# Why hasn't Canon incorporated Intervalometer into their DSLR's?!



## gunnar997 (Oct 3, 2012)

I just bought a very cheap intervalometer from Amazon.. it works great but its just another thing to carry around when it isn't in use.. I know Nikon has intervalometers built in to their DSLR's cameras and some of the Powershots even have it! so why don't the higher DSLR's at least? it isn't a huge deal but it sure would be a very handy feature for stills guys and video guys! just curious to hear thoughts and how many would find this a useful feature? (and MagicLantern works to eliminate this need yes, but its not available for every one of Canon's DSLRs as far as i know?)


----------



## charlesa (Oct 3, 2012)

Cost, marketing or internal design decisions... or the fact Canon can make you cough up more cash to buy a separate intervalometer from them, the same way they also sell wireless or GPS transmitters when such features should be standard on their high-end bodies.


----------



## dr croubie (Oct 3, 2012)

What, like a TC-80N3?

But then you won't have to spend another $160 on a TC-80N3... (like you would anyway, ebay has chinese ripoffs for $20).

Still, it would be nice, and can be done, there's an inbuilt timer in the Pentax K-5. Main thing is, having one in-camera means you don't have to open a weather-sealed port like on my 7D to plug in my TC-80N3.
If I ever have/want to do some star-trail-shooting that requires me to leave a camera set up overnight while i go in to a tent to sleep, and i'm worried about rain or dew, i'm stealing my mum's K5 (with weathersealed 18-55 kit lens), the 7D will stay at home.

(If only Pentax were big enough to provide real competition to Canon, it's always the little guys that innovate and the big ones that do nothing but get fat profits from doing nothing [/rant])


----------



## PeterJ (Oct 3, 2012)

I've always thought the smartest thing for Canon to do would be to have official plug-ins for that sort of thing. Maybe provide your camera serial number, pay $25 and get a file that's either flashed into the camera or loaded to a special folder on your cards via DPP.

Even better an app store, it wouldn't be too hard for them to vet code to only use official APIs like Apple do so there's no chance of damage to the camera and have rules on how much CPU they can use etc. Bit of extra cash for Canon, a bit of extra cash for thousands of developers and the ability to get just about any feature you could dream of for end-users.

As for warranty / support just have a quick and official way to disable the plug-ins so they can quickly work out if problems are with the base firmware / camera or some sort of add-on.


----------



## lucuias (Oct 3, 2012)

Just install magic lantern.Cost $0 for Intervalometer function in camera.


----------



## Marsu42 (Oct 3, 2012)

gunnar997 said:


> MagicLantern works to eliminate this need yes, but its not available for every one of Canon's DSLRs as far as i know?



Magic Lantern is just being ported to the 7d and 5d3, so the only bodies missing are (and will be) the 1d-cameras. I actually think Canon is quite conservative with their firmware because there is ml that functions as a pressure relieve valve for people who cannot believe that a computer with the power of the digic arm core can only do what Canon thinks it should...


----------



## heptagon (Oct 3, 2012)

PeterJ said:


> I've always thought the smartest thing for Canon to do would be to have official plug-ins for that sort of thing. Maybe provide your camera serial number, pay $25 and get a file that's either flashed into the camera or loaded to a special folder on your cards via DPP.

[Bounding-box records]
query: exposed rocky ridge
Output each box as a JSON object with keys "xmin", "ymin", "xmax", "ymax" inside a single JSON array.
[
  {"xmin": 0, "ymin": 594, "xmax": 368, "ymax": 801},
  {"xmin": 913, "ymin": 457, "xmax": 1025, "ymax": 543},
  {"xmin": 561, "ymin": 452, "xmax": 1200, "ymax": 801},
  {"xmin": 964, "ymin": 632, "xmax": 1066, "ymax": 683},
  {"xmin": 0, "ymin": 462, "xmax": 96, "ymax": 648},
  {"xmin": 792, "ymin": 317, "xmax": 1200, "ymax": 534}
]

**PROBLEMS AND TASKS:**
A – Offset every coordinate value in the answers of the bounding-box records by -25. Reproduce all lines of those records in full, including each request line and its format instruction, which stay unchanged.
B – Continue the forum thread about why Canon hasn't built intervalometers into its DSLRs, starting right after the last line shown.

**TASK-BY-TASK ANSWERS:**
A –
query: exposed rocky ridge
Output each box as a JSON object with keys "xmin", "ymin", "xmax", "ymax" inside a single JSON array.
[
  {"xmin": -25, "ymin": 569, "xmax": 343, "ymax": 776},
  {"xmin": 888, "ymin": 432, "xmax": 1000, "ymax": 518},
  {"xmin": 536, "ymin": 427, "xmax": 1175, "ymax": 776},
  {"xmin": 939, "ymin": 607, "xmax": 1041, "ymax": 658},
  {"xmin": -25, "ymin": 437, "xmax": 71, "ymax": 623},
  {"xmin": 767, "ymin": 292, "xmax": 1175, "ymax": 509}
]

B –
> 
> Even better an app store, it wouldn't be too hard for them to vet code to only use official APIs like Apple do so there's no chance of damage to the camera and have rules on how much CPU they can use etc. Bit of extra cash for Canon, a bit of extra cash for thousands of developers and the ability to get just about any feature you could dream of for end-users.
> 
> As for warranty / support just have a quick and official way to disable the plug-ins so they can quickly work out if problems are with the base firmware / camera or some sort of add-on.



The 6D has WiFi internet access. I'm waiting for the Canon App Store.


----------



## Marsu42 (Oct 3, 2012)

lucuias said:


> Just install magic lantern.Cost $0 for Intervalometer function in camera.



Ah, btw: While ml is free, please do donate some $ - people who can afford a €3000+ 5d3 probably can spare another $5 for a firmware that doubles the capability of their camera? There is at least one dev working full time on developing ml, and you'd probably want him to be able to continue to do so.


----------



## AG (Oct 3, 2012)

Marsu42 said:


> lucuias said:
> 
> 
> > Just install magic lantern.Cost $0 for Intervalometer function in camera.
> ...



And the more we donate the sooner he can afford to port the 1DC firmware onto a 1DX.

4K camera and all it cost you was a $10 donation.......and a $6800 1DX body of corse (still better than paying $15k for the 1DC)


----------



## mb66energy (Oct 3, 2012)

This is a very good question - I might be sth. like marketing to sell additional tools or might be sth. to protect people from producing too many shutter releases. But MagicLantern will do it probably without releasing the shutter and on selected cameras.

The same question arises for the 3x zoom feature for video which is only implemented in the 600D (as far as I know) and which is very helpful: A 70-200 zoom mutates to a 110-300 & 330-900mm equiv. lens with a maximum aperture of f/4 (in my case).

For me the 600D is therefore the optimum tool for videography: Intervalometer functions with ML and 3x zoom with Canons firmware. They missed to sell a 7D or 60D or 5D for these reasons!
Answer to your question: Yes, I would like to see it in Canon cameras, especially the S95 which has the gimicky miniature function but doesn't allow to switch off the unsharpness regions. I asked for tweaking this feature but Canon never answered or made a new firmware.


Best - Michael.


----------



## RC (Oct 3, 2012)

Because there are people like me willing to fork out extra bucks for an accessory. :-[

I have a TC-80N3 for my dSLR, but I was more torqued with my S100 which does not have it built-in where my S80 does.


----------



## Marsu42 (Oct 3, 2012)

AG said:


> And the more we donate the sooner he can afford to port the 1DC firmware onto a 1DX.



Won't happen.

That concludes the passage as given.